> **WORK TASK**
Only one stretch of the data below is needed. Output the lines from the one with "Target: house wall" up to and including the one with "as [[112, 82]].", exactly as they stand.

> **SUPPLIED ENTRIES**
◆ ◆ ◆ ◆
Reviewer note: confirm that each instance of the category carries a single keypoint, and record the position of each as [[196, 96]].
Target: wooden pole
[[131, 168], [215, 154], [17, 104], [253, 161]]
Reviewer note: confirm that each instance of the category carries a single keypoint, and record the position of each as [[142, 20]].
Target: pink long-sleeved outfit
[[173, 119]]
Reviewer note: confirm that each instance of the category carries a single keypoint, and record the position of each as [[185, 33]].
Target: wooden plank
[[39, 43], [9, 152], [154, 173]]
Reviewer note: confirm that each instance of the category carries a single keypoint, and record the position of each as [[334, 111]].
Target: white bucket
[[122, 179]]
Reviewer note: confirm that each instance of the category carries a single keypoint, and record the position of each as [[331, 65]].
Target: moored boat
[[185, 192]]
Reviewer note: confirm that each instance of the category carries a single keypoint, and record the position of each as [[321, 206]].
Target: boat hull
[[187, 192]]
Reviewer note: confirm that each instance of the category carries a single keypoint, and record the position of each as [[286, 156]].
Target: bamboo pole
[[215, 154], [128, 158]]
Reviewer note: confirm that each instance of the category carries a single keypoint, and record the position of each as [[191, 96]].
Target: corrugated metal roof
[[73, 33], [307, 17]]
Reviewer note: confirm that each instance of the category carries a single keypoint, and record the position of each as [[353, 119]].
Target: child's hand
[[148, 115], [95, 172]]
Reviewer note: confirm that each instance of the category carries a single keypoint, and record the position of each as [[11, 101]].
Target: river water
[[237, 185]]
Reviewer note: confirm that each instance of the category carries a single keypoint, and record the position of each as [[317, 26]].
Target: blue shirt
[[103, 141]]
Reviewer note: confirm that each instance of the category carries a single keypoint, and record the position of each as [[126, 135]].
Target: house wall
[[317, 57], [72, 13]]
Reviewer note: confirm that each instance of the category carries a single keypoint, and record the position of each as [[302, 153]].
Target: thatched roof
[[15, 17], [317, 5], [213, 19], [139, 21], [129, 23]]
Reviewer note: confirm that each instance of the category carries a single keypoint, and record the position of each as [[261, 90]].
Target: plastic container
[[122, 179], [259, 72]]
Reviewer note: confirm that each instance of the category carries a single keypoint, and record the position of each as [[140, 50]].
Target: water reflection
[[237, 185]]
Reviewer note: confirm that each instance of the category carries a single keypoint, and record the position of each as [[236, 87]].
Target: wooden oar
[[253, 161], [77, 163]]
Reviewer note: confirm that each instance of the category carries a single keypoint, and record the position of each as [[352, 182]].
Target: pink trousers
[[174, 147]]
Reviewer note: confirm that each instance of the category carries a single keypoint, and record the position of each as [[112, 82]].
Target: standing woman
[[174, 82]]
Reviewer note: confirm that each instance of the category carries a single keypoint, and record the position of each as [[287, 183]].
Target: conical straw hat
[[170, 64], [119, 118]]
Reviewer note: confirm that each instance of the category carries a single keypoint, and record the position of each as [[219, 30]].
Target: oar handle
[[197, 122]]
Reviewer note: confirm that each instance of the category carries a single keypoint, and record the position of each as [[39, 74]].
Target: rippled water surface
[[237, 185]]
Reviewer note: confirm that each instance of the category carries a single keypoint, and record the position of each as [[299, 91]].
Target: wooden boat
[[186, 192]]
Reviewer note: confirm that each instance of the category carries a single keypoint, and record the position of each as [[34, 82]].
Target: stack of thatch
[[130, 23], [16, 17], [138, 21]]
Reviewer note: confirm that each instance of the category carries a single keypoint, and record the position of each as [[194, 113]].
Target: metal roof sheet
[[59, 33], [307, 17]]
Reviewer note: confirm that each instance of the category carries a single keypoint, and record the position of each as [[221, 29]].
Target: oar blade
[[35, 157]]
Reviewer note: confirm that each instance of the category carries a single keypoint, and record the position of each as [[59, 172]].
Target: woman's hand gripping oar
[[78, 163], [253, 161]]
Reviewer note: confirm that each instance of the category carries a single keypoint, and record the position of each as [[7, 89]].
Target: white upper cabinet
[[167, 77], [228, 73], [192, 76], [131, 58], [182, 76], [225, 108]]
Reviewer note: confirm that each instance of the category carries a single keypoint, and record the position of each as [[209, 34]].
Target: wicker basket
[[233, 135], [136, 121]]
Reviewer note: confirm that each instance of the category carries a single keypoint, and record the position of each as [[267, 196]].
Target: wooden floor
◆ ◆ ◆ ◆
> **WRITTEN SOLUTION**
Target: house wall
[[317, 57], [72, 13]]
Reviewer note: confirm that each instance of the category carries a single keypoint, and record the position of each as [[302, 153]].
Target: thatched roof
[[15, 17], [317, 5], [213, 19], [139, 21], [129, 23]]
Reviewer note: confirm that each instance of the category carries a single keypoint, and record the position of each as [[261, 90]].
Target: plastic container
[[122, 179], [259, 72]]
Reviewer note: confirm that each instance of the category carries a single keypoint, and record the position of each as [[140, 50]].
Target: water reflection
[[237, 185]]
Reviewer note: confirm that each instance of the category carries a single keypoint, and record the position of each as [[236, 87]].
Target: wooden oar
[[253, 161], [77, 163]]
Reviewer note: confirm that each instance of the category carries a single keypoint, and record the position of each as [[352, 182]].
Target: pink trousers
[[174, 147]]
Reviewer note: confirm that each instance of the category carries a single keypoint, and record the position of each as [[112, 82]].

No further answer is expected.